WHAT NEEDS TO BE DONE: How many of the lines below contain the word "palm"? Reply with the number alone.

─── GIVEN DATA

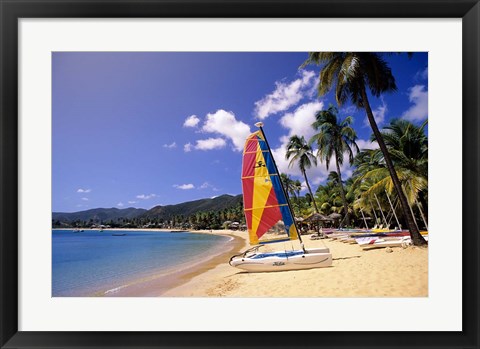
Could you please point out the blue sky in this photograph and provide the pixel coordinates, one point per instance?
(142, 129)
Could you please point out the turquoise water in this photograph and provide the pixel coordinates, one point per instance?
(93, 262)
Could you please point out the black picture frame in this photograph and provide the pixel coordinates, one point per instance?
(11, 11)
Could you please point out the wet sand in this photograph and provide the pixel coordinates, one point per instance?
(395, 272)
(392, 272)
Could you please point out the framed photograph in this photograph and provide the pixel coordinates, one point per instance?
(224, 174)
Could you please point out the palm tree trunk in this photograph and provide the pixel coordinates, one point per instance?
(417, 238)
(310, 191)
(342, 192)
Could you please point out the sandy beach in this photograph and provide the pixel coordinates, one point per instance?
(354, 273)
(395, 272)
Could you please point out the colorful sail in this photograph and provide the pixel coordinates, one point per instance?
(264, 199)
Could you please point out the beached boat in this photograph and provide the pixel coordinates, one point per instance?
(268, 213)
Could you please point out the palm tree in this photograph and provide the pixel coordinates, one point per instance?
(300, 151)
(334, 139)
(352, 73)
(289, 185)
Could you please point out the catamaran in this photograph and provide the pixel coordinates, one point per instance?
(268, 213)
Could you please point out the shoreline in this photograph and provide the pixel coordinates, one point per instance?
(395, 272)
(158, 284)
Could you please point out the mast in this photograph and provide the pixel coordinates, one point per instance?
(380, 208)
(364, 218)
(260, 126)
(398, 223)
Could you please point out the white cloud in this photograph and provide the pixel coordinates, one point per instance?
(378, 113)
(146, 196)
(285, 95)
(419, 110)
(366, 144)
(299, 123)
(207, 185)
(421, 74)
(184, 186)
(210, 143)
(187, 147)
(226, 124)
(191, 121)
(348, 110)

──────
─── GIVEN DATA

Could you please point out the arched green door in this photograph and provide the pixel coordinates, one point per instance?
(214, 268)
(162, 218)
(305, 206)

──────

WRITTEN RESPONSE: 2